→ **Task objective**
Type out all of the data below verbatim, keeping every line in its original order.

→ **Input**
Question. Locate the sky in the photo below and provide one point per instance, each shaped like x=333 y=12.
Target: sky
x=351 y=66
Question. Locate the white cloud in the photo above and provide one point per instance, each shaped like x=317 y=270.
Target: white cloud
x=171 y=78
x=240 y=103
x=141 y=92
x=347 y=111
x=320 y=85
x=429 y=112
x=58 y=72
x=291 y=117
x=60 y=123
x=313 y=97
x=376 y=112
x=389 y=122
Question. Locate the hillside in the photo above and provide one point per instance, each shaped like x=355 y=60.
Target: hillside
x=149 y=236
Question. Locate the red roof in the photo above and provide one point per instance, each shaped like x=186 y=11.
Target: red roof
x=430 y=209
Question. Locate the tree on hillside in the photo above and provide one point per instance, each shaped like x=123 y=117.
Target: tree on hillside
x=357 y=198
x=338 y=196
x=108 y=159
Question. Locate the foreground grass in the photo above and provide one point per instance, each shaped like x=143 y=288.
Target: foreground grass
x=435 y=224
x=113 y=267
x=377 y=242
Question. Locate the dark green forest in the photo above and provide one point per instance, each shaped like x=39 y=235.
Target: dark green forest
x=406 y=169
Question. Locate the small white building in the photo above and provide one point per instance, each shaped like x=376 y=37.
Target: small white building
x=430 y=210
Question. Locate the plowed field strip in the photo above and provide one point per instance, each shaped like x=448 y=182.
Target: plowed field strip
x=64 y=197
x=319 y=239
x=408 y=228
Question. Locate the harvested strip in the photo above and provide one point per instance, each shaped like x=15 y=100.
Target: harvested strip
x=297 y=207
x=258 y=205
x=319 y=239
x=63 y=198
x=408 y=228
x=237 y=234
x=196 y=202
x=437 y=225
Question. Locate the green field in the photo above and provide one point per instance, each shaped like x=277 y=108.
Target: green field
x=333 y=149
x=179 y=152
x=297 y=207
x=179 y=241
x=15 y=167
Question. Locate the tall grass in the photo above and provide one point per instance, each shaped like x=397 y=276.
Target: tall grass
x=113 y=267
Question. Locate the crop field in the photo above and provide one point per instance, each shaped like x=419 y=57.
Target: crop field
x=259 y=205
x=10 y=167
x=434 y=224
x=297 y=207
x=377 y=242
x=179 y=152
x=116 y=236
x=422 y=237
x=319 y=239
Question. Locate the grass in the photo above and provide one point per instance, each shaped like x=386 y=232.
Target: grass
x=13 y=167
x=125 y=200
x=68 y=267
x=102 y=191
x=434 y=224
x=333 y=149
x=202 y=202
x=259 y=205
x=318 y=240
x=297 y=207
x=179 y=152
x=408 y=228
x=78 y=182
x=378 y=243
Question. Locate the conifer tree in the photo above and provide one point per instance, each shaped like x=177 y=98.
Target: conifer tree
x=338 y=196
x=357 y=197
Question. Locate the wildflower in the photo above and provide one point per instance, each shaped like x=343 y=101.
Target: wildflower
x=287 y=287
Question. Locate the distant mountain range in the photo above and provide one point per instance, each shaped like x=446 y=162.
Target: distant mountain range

→ **Completed task**
Question. Locate the sky in the photo below and provide one point per instance, each shaped like x=333 y=12.
Target: sky
x=351 y=66
Question. Locate the white cloud in the photo above and provide one point per instance, each shaped like x=317 y=270.
Target: white cloud
x=171 y=78
x=240 y=103
x=141 y=92
x=347 y=111
x=320 y=85
x=429 y=112
x=58 y=72
x=291 y=117
x=60 y=123
x=313 y=97
x=376 y=112
x=389 y=122
Question. Locate the hillside in the photo above and provide one point per instance, each shaped like x=355 y=60.
Target: hillside
x=149 y=236
Question. Locate the red roof in the photo above and provide one point per instance, each shaped like x=186 y=11.
Target: red roof
x=430 y=209
Question. Locate the tree on hillside in the photo above and provide one point per instance, each shaped like x=123 y=117.
Target: tree on hillside
x=357 y=198
x=338 y=196
x=108 y=159
Question. Locate the foreground grass in the photo above and provide one point per instance, each shaped like x=143 y=288.
Target: foreground grass
x=435 y=224
x=113 y=267
x=377 y=242
Question. Locate the dark green forest in the photo above and provide one point per instance, each shaped like x=39 y=235.
Target: dark green forest
x=406 y=169
Question. Locate the small white building in the photo above and provide one point per instance, each shaped like x=376 y=37.
Target: small white building
x=430 y=210
Question. Locate the plowed field strip in the photo above and provide one point per instance, each shaped like x=448 y=182.
Target: plowed field strip
x=64 y=197
x=319 y=239
x=408 y=228
Question. Locate the harvested strip in the photo above and provide one point per instance, each shaped like x=15 y=100.
Target: harvested strip
x=297 y=207
x=258 y=205
x=319 y=239
x=63 y=198
x=408 y=228
x=237 y=234
x=196 y=202
x=437 y=225
Question. Locate the green field in the photo above and provide one point per instance, each shaped like x=277 y=108.
Target: green field
x=333 y=149
x=179 y=152
x=297 y=207
x=179 y=241
x=15 y=167
Question. Locate the tall grass in the photo above and provide one point per instance, each shaped like x=397 y=276.
Target: tall grass
x=113 y=267
Question. Locate the crop field in the photo above and provide one point per instance, each shaped like x=419 y=57.
Target: crop field
x=259 y=205
x=10 y=167
x=434 y=224
x=297 y=207
x=377 y=242
x=179 y=152
x=116 y=236
x=422 y=237
x=319 y=239
Question. Locate the grass in the photo above and provide one point per instance, each shaped like x=386 y=232.
Target: grass
x=13 y=167
x=125 y=200
x=68 y=267
x=102 y=191
x=434 y=224
x=333 y=149
x=202 y=202
x=259 y=205
x=318 y=240
x=297 y=207
x=179 y=152
x=408 y=228
x=78 y=182
x=378 y=243
Question. Locate the conifer tree in the photo above and provide one point per instance, each shaped like x=177 y=98.
Target: conifer tree
x=338 y=196
x=357 y=197
Question. Locate the wildflower in the photo above and provide one point per instance, each shaped like x=343 y=101.
Target: wildflower
x=287 y=287
Question. Locate the distant mountain range in the photo above and provide one point per instance, each shaped like x=446 y=162.
Target: distant mountain range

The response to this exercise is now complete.